In DEEP WORK, author and professor Cal Newport flips the narrative on impact in a connected age. Instead of arguing distraction is bad, he instead celebrates the power of its opposite. Dividing this book into two parts, he first makes the case that in almost any profession, cultivating a deep work ethic will produce massive benefits. He then presents a rigorous training regimen, presented as a series of four "rules," for transforming your mind and habits to support this skill.
A mix of cultural criticism and actionable advice, DEEP WORK takes the reader on a journey through memorable stories-from Carl Jung building a stone tower in the woods to focus his mind, to a social media pioneer buying a round-trip business class ticket to Tokyo to write a book free from distraction in the air-and no-nonsense advice, such as the claim that most serious professionals should quit social media and that you should practice being bored. DEEP WORK is an indispensable guide to anyone seeking focused success in a distracted world.

Quotes - Thoughts - Observations


On our current state...

◆ DATA RECORDS
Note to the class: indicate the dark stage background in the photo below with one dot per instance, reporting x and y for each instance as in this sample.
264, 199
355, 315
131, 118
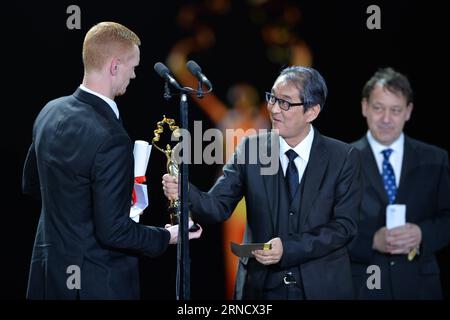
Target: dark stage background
42, 61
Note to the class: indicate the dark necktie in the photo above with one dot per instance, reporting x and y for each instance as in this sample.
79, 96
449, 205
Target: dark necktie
292, 173
389, 176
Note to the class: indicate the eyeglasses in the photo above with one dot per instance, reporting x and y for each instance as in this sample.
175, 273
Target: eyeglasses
283, 104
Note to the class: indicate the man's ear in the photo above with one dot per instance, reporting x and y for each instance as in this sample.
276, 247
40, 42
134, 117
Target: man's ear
114, 66
364, 106
312, 113
409, 108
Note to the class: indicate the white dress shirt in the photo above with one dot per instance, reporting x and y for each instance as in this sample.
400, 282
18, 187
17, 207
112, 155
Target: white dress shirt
303, 149
110, 102
396, 157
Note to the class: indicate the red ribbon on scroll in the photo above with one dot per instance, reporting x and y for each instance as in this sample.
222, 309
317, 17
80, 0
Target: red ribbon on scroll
140, 179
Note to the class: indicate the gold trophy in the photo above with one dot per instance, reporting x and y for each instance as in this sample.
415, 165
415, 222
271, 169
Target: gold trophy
172, 163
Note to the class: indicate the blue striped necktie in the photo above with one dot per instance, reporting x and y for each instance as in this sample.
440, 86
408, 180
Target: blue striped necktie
389, 176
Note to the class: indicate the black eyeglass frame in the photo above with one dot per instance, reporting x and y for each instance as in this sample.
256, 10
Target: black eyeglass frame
281, 102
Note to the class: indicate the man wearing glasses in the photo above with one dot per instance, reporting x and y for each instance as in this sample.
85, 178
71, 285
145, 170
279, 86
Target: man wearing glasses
307, 210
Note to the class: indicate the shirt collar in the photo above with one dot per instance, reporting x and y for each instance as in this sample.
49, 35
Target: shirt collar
109, 101
377, 147
303, 149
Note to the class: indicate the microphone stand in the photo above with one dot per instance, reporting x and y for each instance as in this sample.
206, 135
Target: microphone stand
183, 290
183, 259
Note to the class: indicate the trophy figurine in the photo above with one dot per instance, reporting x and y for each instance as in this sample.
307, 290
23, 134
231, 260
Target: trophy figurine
172, 164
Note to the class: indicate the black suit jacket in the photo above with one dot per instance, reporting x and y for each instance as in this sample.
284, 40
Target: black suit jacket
80, 164
328, 214
425, 189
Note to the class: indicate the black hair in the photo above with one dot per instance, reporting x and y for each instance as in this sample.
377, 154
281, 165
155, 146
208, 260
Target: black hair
311, 85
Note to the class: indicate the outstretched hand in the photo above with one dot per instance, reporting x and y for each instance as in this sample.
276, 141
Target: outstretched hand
173, 229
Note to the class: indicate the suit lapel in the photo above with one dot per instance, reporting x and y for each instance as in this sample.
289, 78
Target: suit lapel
410, 160
313, 176
271, 181
371, 170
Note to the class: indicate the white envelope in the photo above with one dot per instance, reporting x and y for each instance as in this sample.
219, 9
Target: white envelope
395, 215
141, 154
142, 201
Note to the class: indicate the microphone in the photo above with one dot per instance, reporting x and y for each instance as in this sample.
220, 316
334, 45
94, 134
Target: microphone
164, 73
195, 69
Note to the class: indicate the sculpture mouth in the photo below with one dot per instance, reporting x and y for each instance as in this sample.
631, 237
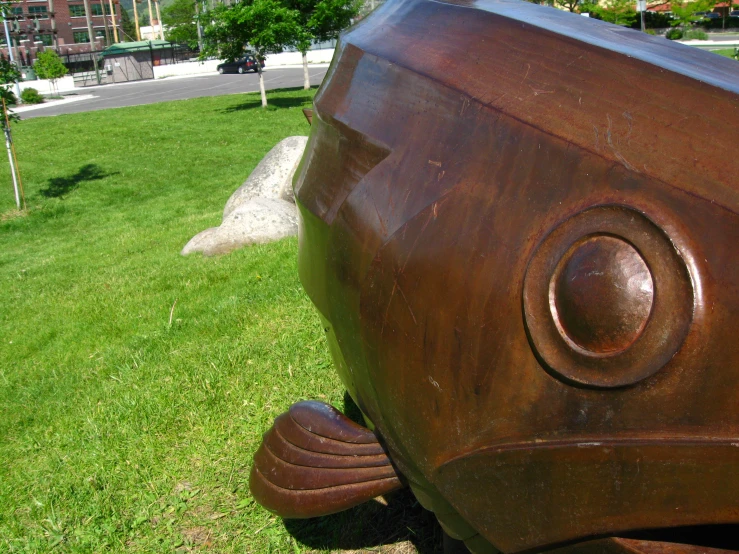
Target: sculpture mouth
614, 485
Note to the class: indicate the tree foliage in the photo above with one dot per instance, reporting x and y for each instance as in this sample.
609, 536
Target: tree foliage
682, 12
48, 65
180, 22
322, 20
618, 12
265, 25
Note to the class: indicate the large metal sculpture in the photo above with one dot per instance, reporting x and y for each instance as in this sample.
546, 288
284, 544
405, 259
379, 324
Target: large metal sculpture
520, 228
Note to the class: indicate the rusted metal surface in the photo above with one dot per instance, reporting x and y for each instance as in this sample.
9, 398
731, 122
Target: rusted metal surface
520, 228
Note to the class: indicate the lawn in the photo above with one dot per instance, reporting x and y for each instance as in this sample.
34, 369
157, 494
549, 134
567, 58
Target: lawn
135, 383
726, 52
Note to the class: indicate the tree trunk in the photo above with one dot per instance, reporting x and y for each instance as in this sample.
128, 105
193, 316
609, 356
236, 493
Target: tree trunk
306, 76
261, 88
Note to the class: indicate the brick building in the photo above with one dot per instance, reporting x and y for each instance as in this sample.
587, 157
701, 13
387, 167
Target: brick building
59, 24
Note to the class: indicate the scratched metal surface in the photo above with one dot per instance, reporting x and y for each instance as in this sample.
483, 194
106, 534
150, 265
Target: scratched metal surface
520, 229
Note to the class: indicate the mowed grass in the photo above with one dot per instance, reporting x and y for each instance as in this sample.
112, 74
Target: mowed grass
135, 383
726, 52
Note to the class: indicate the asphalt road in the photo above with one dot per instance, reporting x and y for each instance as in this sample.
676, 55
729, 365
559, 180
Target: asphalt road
162, 90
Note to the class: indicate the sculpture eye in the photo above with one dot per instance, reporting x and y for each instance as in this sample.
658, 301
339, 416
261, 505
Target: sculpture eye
601, 295
607, 299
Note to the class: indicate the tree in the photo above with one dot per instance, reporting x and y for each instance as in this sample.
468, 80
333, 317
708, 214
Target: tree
128, 26
568, 4
179, 18
49, 66
321, 20
618, 12
265, 25
682, 12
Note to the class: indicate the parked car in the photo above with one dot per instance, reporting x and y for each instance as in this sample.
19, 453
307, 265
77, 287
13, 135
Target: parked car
242, 65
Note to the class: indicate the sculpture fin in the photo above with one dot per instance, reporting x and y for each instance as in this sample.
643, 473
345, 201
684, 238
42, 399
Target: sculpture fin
315, 461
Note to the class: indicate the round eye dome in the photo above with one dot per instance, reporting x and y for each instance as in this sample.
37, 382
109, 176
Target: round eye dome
601, 295
607, 298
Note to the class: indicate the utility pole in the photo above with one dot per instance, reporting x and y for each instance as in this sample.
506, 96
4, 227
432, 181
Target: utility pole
108, 38
136, 17
12, 58
92, 40
641, 7
52, 15
112, 20
159, 17
151, 20
197, 24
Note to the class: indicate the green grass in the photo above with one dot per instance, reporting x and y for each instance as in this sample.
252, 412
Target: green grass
135, 383
727, 52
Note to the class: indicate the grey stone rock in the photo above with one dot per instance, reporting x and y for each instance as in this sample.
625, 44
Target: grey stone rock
272, 178
255, 220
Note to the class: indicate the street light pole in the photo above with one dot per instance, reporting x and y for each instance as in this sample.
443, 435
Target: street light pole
91, 36
12, 58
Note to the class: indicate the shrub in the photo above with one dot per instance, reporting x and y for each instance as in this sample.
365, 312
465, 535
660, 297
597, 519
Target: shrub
31, 96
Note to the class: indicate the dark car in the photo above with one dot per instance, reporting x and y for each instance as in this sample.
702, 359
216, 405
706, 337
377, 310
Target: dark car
242, 65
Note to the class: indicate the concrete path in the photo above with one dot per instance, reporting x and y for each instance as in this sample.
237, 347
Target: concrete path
162, 90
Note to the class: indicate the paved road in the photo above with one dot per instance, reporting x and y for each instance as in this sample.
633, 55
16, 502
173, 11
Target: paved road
162, 90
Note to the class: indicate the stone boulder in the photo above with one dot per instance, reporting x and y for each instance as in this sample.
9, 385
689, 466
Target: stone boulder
273, 176
256, 220
262, 209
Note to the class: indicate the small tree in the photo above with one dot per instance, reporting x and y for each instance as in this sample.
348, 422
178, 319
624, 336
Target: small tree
49, 66
619, 12
321, 20
568, 4
179, 20
265, 25
682, 12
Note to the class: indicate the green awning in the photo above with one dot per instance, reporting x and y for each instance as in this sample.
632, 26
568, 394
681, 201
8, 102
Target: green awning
138, 46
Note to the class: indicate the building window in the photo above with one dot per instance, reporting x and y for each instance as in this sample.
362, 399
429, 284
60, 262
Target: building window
38, 12
97, 9
46, 40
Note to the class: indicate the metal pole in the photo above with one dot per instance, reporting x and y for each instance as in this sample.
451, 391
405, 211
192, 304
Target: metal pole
136, 17
151, 21
52, 15
108, 38
12, 58
6, 129
91, 36
159, 17
15, 159
197, 24
112, 20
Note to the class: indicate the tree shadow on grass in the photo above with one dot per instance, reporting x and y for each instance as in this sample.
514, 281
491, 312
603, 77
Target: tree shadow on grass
399, 525
255, 101
57, 187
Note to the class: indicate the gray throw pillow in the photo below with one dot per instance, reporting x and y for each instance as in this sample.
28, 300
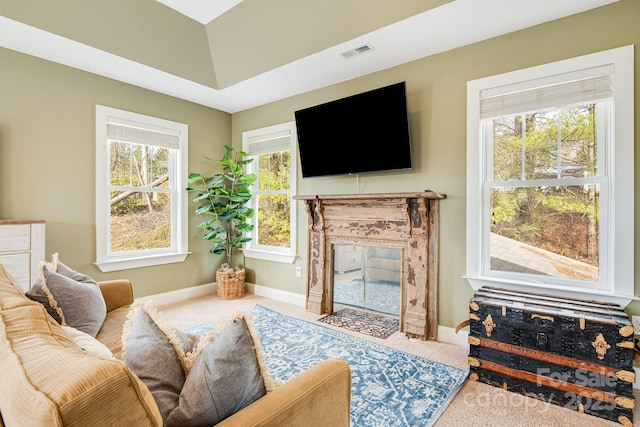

◆ PROBLEM DESCRIPTION
Reproduce the book description of Deep Work in full, word for word, including its closing headings.

◆ WRITTEN SOLUTION
In DEEP WORK, author and professor Cal Newport flips the narrative on impact in a connected age. Instead of arguing distraction is bad, he instead celebrates the power of its opposite. Dividing this book into two parts, he first makes the case that in almost any profession, cultivating a deep work ethic will produce massive benefits. He then presents a rigorous training regimen, presented as a series of four "rules," for transforming your mind and habits to support this skill.
A mix of cultural criticism and actionable advice, DEEP WORK takes the reader on a journey through memorable stories-from Carl Jung building a stone tower in the woods to focus his mind, to a social media pioneer buying a round-trip business class ticket to Tokyo to write a book free from distraction in the air-and no-nonsense advice, such as the claim that most serious professionals should quit social media and that you should practice being bored. DEEP WORK is an indispensable guide to anyone seeking focused success in a distracted world.

Quotes - Thoughts - Observations


On our current state...